§ WHAT IS REQUIRED
Rescale the rows between the lines holding "Someone flagged woman in blue" and "[218,262,419,548]", inclusive. Reproduce every line, not only the answers, but multiply each bounding-box coordinate in the answers by 0.25 and round it to a whole number, with halves rounded up.

## BEGIN EXCERPTED RECORDS

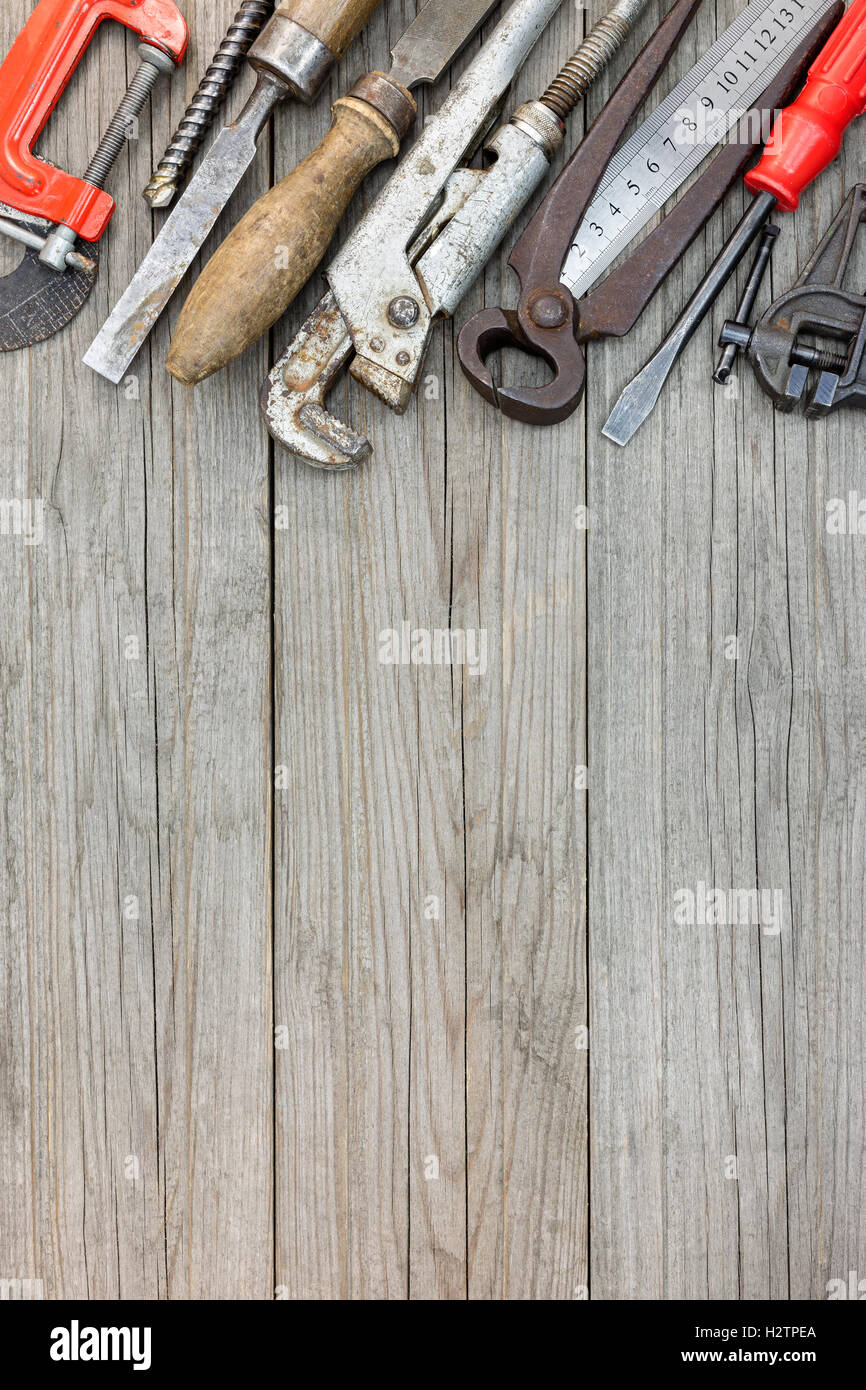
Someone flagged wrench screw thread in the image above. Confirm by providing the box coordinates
[39,43,174,272]
[790,342,848,373]
[143,0,274,207]
[85,43,174,188]
[539,0,646,121]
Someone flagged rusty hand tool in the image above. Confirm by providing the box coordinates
[0,0,189,352]
[165,0,495,385]
[602,0,866,445]
[457,6,841,424]
[261,0,664,468]
[83,0,381,382]
[719,183,866,420]
[143,0,274,209]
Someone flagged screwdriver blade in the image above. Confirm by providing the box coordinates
[602,343,678,445]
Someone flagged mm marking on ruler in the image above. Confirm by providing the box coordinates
[560,0,833,299]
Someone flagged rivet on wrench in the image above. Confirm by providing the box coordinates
[388,295,420,328]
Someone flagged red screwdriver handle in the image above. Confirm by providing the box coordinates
[745,0,866,213]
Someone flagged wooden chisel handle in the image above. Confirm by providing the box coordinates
[271,0,381,58]
[165,72,417,386]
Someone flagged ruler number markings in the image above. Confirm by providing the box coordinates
[562,0,831,297]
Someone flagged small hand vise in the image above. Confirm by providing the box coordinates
[0,0,189,352]
[719,183,866,420]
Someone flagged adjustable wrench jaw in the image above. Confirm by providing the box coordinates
[0,0,189,242]
[261,293,370,471]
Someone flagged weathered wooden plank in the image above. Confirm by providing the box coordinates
[772,162,866,1298]
[0,0,866,1300]
[1,4,272,1297]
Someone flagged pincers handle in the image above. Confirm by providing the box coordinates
[745,0,866,213]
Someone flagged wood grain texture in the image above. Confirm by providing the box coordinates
[0,0,866,1300]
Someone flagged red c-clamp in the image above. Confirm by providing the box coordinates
[0,0,189,352]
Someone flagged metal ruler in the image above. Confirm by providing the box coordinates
[560,0,833,299]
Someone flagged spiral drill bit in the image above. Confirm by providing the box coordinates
[539,0,646,121]
[145,0,275,207]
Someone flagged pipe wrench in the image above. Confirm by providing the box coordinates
[263,0,560,468]
[0,0,189,352]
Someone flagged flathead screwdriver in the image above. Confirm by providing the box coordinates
[602,0,866,445]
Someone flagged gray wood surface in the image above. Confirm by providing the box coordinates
[0,0,866,1300]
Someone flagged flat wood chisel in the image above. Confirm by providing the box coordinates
[83,0,379,382]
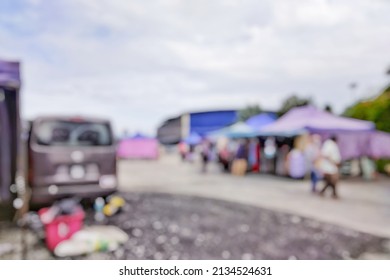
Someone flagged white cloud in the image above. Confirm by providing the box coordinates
[0,0,390,135]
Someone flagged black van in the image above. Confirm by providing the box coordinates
[28,116,117,203]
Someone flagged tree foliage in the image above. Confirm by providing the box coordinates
[278,95,312,116]
[238,105,262,121]
[344,86,390,132]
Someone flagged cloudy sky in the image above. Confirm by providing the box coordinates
[0,0,390,136]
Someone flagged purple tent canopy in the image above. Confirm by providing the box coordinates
[245,113,277,130]
[261,106,375,135]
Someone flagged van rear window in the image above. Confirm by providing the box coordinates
[34,120,113,146]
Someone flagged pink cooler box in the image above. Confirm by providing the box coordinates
[38,208,85,251]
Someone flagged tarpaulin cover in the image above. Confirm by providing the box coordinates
[117,136,159,159]
[184,132,202,145]
[332,131,390,160]
[207,122,256,138]
[190,110,237,136]
[245,113,277,130]
[260,106,375,135]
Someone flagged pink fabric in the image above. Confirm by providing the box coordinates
[118,138,159,159]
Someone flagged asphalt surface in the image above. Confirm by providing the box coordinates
[0,193,389,260]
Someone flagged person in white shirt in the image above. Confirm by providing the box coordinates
[320,136,341,198]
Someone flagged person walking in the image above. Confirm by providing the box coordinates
[232,139,249,176]
[201,139,211,173]
[304,134,322,193]
[320,136,341,198]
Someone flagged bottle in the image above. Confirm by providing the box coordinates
[94,197,105,222]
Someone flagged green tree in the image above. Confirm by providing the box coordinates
[238,105,263,121]
[344,86,390,132]
[278,94,312,116]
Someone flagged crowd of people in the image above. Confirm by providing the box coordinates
[179,134,378,198]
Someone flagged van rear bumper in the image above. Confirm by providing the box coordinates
[31,184,117,203]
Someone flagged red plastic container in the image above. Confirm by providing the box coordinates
[38,208,85,251]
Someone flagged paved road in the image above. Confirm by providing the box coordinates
[119,152,390,238]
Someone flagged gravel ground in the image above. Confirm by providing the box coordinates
[0,193,390,259]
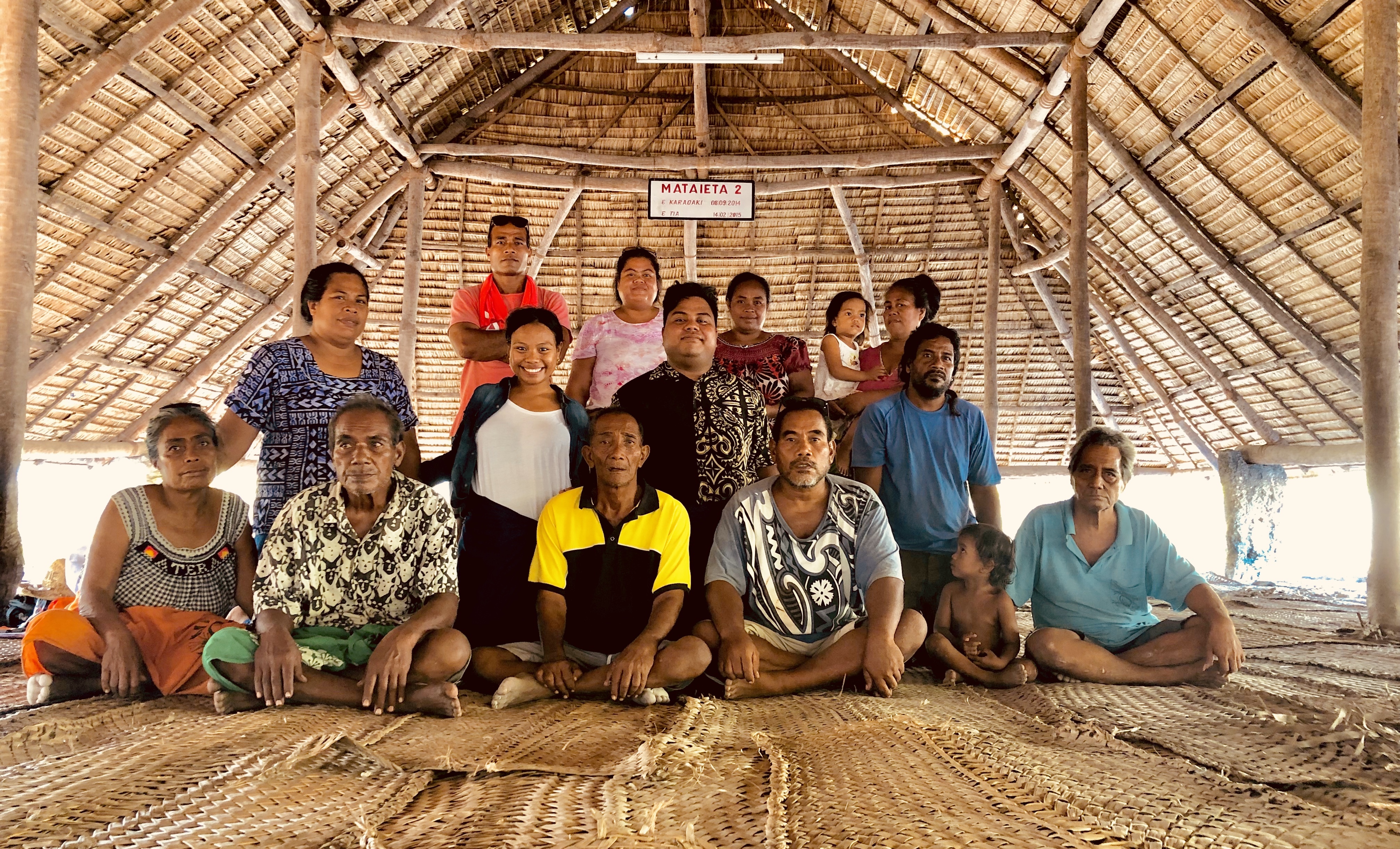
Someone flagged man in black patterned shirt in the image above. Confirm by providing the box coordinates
[613,283,777,636]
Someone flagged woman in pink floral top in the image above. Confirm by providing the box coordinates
[714,272,816,419]
[564,245,666,409]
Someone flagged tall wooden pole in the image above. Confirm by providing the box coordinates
[291,41,323,336]
[981,182,1001,444]
[1361,0,1400,633]
[1069,50,1093,433]
[0,0,39,598]
[399,171,426,392]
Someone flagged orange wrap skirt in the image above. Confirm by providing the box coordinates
[21,601,238,696]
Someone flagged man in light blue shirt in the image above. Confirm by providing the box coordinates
[1007,426,1244,685]
[851,324,1001,622]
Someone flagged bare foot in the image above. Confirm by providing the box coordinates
[724,673,783,699]
[214,684,265,715]
[24,673,102,705]
[491,675,555,710]
[631,686,670,705]
[402,681,462,719]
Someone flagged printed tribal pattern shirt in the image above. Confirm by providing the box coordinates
[228,339,419,534]
[613,363,773,507]
[253,472,456,630]
[706,475,905,643]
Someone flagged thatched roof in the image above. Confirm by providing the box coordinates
[28,0,1377,468]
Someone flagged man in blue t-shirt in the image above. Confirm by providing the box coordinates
[1007,424,1244,686]
[851,322,1001,622]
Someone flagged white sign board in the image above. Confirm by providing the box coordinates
[647,179,753,221]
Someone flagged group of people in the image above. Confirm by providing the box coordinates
[23,216,1242,716]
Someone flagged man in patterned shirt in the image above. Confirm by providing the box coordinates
[613,283,774,639]
[696,398,928,699]
[205,394,472,716]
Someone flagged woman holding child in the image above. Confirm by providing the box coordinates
[23,404,256,705]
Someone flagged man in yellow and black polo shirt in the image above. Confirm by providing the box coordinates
[472,409,710,709]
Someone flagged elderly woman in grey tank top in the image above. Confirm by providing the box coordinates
[23,404,256,705]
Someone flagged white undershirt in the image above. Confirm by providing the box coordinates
[472,401,570,518]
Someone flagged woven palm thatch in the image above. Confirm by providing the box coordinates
[28,0,1364,468]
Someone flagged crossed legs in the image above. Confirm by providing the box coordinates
[1026,617,1225,686]
[696,609,928,699]
[209,628,472,717]
[472,636,710,709]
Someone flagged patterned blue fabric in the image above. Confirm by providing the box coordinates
[228,339,419,534]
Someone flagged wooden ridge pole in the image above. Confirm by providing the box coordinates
[981,182,1001,445]
[0,0,39,598]
[291,41,325,336]
[1361,0,1400,633]
[325,17,1075,53]
[1068,50,1093,434]
[399,171,426,395]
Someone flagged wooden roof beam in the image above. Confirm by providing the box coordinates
[419,144,1007,171]
[428,160,981,198]
[977,0,1126,200]
[1218,0,1361,141]
[325,15,1074,53]
[39,0,205,133]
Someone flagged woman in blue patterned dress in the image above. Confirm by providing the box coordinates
[218,262,419,548]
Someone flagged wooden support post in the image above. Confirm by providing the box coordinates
[832,186,879,345]
[981,182,1001,444]
[528,182,584,278]
[1361,0,1400,633]
[685,221,700,282]
[399,171,424,394]
[0,0,39,598]
[291,41,325,336]
[1069,52,1093,433]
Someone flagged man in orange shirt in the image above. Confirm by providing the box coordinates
[420,216,574,486]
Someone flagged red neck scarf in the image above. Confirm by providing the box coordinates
[476,274,539,331]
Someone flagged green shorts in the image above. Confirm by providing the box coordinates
[205,624,393,692]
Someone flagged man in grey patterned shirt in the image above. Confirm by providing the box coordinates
[694,398,928,699]
[205,394,472,716]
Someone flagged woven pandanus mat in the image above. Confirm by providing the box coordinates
[1248,643,1400,679]
[0,708,407,846]
[1040,684,1400,793]
[374,699,681,775]
[374,772,635,849]
[55,734,433,849]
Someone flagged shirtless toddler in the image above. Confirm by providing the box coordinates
[924,524,1036,688]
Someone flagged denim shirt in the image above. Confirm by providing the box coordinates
[452,376,588,520]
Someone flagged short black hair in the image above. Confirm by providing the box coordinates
[613,245,661,304]
[724,272,773,304]
[506,307,564,345]
[885,274,944,324]
[588,406,647,444]
[661,280,719,321]
[145,402,218,465]
[1069,424,1137,483]
[301,262,369,321]
[958,522,1016,590]
[822,289,875,345]
[899,321,962,416]
[773,395,833,443]
[326,392,403,451]
[486,214,529,248]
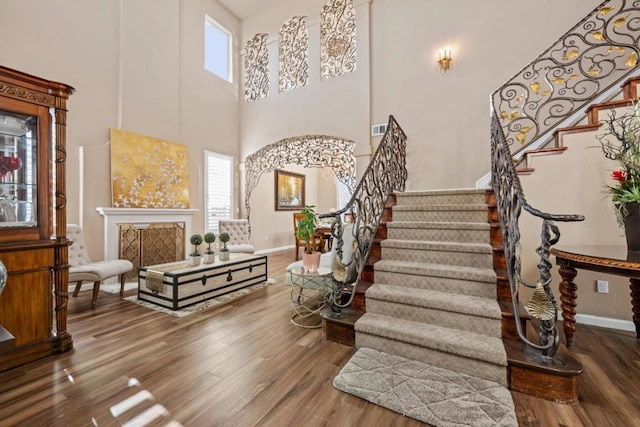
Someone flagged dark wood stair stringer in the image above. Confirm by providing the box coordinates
[486,190,582,403]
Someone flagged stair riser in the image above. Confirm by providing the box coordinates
[356,331,507,387]
[367,298,502,338]
[376,270,496,298]
[382,247,493,268]
[393,209,487,222]
[387,227,489,243]
[396,193,486,206]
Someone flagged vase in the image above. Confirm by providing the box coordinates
[302,252,320,273]
[622,202,640,251]
[0,261,8,294]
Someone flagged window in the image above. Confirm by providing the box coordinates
[204,151,233,235]
[204,16,232,82]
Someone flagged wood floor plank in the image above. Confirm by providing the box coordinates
[0,251,640,427]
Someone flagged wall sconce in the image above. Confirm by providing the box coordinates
[438,46,453,74]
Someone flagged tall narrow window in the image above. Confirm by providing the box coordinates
[204,151,233,234]
[204,16,233,82]
[278,16,309,92]
[320,0,357,80]
[244,33,269,101]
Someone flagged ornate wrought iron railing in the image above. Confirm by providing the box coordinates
[492,0,640,155]
[491,111,584,358]
[318,116,407,312]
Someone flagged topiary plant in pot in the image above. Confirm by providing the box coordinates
[296,205,320,272]
[203,233,216,264]
[189,234,202,266]
[219,233,231,261]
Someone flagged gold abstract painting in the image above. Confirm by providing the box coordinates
[110,129,189,209]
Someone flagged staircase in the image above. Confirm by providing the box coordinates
[355,190,507,386]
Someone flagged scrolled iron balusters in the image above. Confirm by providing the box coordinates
[319,116,407,312]
[491,112,584,360]
[492,0,640,154]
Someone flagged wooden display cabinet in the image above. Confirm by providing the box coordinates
[0,66,74,371]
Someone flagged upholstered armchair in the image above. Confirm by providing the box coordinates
[219,219,256,254]
[67,224,133,308]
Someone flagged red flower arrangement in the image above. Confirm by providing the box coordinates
[597,101,640,226]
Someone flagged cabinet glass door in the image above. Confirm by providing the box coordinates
[0,111,38,228]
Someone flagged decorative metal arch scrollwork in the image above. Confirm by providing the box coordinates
[244,135,356,231]
[492,0,640,154]
[244,33,269,101]
[320,0,357,80]
[278,16,309,92]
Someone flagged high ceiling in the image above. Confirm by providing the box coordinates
[218,0,279,20]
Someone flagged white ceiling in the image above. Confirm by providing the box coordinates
[218,0,279,21]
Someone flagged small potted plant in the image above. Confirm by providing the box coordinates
[202,233,216,264]
[296,205,320,272]
[189,234,202,266]
[219,233,231,261]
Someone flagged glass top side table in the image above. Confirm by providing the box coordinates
[290,267,333,328]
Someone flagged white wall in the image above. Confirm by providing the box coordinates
[0,0,240,259]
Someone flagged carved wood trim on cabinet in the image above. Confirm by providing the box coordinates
[0,66,75,371]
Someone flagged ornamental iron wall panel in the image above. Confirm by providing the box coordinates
[278,16,309,92]
[244,135,356,229]
[244,33,269,101]
[320,0,357,80]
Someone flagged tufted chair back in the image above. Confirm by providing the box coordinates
[219,219,256,253]
[67,224,133,308]
[67,224,91,267]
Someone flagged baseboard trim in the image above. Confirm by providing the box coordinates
[575,314,636,332]
[256,245,295,254]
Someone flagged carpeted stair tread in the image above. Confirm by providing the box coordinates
[392,203,488,212]
[380,239,493,255]
[373,259,496,286]
[386,221,491,231]
[366,283,502,320]
[396,188,487,197]
[333,348,518,427]
[355,313,507,366]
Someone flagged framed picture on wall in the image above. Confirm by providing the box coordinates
[275,169,305,211]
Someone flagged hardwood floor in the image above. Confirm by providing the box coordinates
[0,251,640,427]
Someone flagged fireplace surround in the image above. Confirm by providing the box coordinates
[96,207,198,278]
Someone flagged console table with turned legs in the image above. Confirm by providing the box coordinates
[551,245,640,348]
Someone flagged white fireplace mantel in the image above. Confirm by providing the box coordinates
[96,207,198,260]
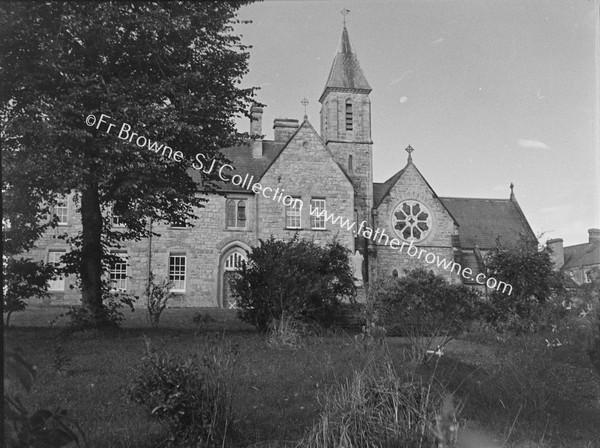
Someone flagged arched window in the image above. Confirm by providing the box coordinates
[346,100,353,131]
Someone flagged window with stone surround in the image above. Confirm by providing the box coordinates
[109,251,127,291]
[392,200,432,242]
[48,249,67,291]
[285,197,302,229]
[310,198,327,230]
[53,196,69,226]
[225,199,248,229]
[346,99,353,131]
[169,252,186,292]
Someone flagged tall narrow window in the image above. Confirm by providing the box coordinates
[54,197,69,226]
[48,250,67,291]
[169,253,186,292]
[225,199,247,229]
[346,100,353,131]
[310,199,326,230]
[285,198,302,229]
[110,252,127,291]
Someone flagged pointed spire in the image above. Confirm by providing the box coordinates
[405,145,415,163]
[319,25,372,102]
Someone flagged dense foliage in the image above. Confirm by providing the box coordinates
[2,350,86,448]
[2,257,54,327]
[484,237,566,331]
[231,237,355,331]
[0,1,253,325]
[127,341,237,447]
[368,268,480,335]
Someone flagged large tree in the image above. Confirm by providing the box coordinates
[0,1,254,325]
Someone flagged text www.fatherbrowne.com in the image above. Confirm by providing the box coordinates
[309,204,512,295]
[85,114,512,295]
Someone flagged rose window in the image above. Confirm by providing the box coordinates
[392,201,431,242]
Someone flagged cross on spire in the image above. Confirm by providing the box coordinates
[300,97,308,120]
[340,8,350,27]
[405,145,415,162]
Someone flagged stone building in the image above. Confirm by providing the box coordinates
[546,229,600,286]
[34,26,533,307]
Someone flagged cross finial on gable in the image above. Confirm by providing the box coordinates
[300,97,308,120]
[340,8,350,28]
[405,145,415,162]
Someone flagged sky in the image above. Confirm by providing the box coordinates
[236,0,600,245]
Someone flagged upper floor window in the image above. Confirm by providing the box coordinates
[310,198,326,230]
[110,214,125,227]
[226,199,247,229]
[54,197,69,226]
[48,250,67,291]
[169,253,186,292]
[346,100,353,131]
[110,252,127,291]
[285,198,302,229]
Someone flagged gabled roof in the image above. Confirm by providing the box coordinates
[373,158,460,225]
[319,26,371,102]
[440,196,535,249]
[562,241,600,269]
[188,140,287,193]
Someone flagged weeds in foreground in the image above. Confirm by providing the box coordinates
[127,339,237,447]
[298,354,460,448]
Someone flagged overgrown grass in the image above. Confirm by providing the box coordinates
[5,309,600,448]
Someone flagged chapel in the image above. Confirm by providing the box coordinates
[33,24,535,307]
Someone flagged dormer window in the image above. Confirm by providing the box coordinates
[346,100,353,131]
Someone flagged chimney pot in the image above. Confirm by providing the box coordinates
[546,238,565,271]
[273,118,298,142]
[250,106,263,135]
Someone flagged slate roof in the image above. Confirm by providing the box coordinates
[440,198,535,250]
[319,26,372,102]
[562,241,600,269]
[188,140,287,193]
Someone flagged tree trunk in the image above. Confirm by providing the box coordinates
[79,181,107,327]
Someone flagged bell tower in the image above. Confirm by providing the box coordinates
[319,16,373,257]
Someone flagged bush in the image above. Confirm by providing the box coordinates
[367,268,480,361]
[127,340,237,447]
[484,236,566,333]
[144,272,173,327]
[3,350,87,448]
[299,356,458,448]
[231,236,355,331]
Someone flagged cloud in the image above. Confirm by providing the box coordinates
[517,138,550,149]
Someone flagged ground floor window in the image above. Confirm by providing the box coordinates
[169,253,186,292]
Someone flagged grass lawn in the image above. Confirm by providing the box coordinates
[4,307,600,448]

## END EXCERPTED RECORDS

§ OUTPUT FOR THIS TASK
Someone flagged woman in blue patterned dress in the image above. Confirm by providing the box coordinates
[55,66,105,137]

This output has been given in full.